> [Provided text]
━━━
As one, the miners begin to move. The police accompany them, but about 200m later, Warrant Officer Daniel Kuhn fires a teargas cannister (contravening Standing Order 262). In the mayhem that follows, officers Hendrick Tsietsi Monene and Sello Hendrik Lepaaku are stabbed and hacked to death, and a 9mm pistol and an R5 rifle stolen.

Officer Shitumo Baloyi is stabbed and hacked, but survives

Looted weapons are fired at police, who return fire. Phumzile Sokanyile and Semi Jokanisi are killed. Four strikers are wounded. Thembelakhe Mati is found dead later.

The police regroup and agree they have “insufficient resources” to disarm the miners. They draw up a plan to “negotiate a peaceful solution”.

At 6pm, National Commissioner Phiyega arrives. She instructs Mbombo to “continue to try and bring the unions to negotiate” and urges management to “do everything in their power to ensure that the situation is normalised”. She then returns to Pretoria.
━━━
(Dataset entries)
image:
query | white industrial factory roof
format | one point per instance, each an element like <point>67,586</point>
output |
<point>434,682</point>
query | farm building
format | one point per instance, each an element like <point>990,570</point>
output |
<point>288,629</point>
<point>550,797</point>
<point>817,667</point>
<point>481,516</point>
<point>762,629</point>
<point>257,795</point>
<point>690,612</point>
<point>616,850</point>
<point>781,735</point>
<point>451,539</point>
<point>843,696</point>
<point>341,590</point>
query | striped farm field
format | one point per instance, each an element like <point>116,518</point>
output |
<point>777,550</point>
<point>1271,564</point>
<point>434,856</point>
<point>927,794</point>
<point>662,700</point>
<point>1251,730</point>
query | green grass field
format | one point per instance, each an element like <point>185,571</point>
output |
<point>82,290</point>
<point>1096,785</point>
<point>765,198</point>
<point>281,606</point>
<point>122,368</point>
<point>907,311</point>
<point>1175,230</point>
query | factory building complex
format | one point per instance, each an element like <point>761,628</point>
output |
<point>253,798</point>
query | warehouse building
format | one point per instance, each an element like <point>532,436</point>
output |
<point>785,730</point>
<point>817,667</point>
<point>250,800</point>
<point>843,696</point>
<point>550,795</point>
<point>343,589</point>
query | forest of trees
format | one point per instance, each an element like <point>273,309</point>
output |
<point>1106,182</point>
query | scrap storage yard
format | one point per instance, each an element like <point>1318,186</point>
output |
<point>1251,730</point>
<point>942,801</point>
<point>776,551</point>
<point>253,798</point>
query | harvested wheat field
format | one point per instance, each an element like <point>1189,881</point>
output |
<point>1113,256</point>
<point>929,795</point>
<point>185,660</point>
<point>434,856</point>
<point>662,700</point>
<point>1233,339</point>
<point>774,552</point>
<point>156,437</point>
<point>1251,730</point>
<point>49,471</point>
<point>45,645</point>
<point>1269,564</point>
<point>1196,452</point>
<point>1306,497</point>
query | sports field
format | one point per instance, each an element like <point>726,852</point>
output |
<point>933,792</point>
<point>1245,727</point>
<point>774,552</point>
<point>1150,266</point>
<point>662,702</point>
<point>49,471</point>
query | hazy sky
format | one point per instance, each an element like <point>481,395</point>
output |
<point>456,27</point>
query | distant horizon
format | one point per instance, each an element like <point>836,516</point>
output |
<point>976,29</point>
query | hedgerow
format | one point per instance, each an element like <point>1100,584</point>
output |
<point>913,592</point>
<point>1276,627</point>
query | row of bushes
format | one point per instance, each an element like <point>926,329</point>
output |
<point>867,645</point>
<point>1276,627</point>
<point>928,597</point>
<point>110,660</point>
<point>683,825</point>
━━━
> [Questions to answer]
1. Using the account of the clash between miners and police, answer these questions:
(a) Which Standing Order did the teargas cannister fired by Warrant Officer Daniel Kuhn contravene?
(b) Which two weapons were stolen from the police?
(c) At what time does National Commissioner Phiyega arrive?
2. List every person the account of the clash between miners and police names as killed or found dead.

> [Your responses]
1.
(a) Standing Order 262
(b) A 9mm pistol and an R5 rifle
(c) 6pm

2.
Hendrick Tsietsi Monene
Sello Hendrik Lepaaku
Phumzile Sokanyile
Semi Jokanisi
Thembelakhe Mati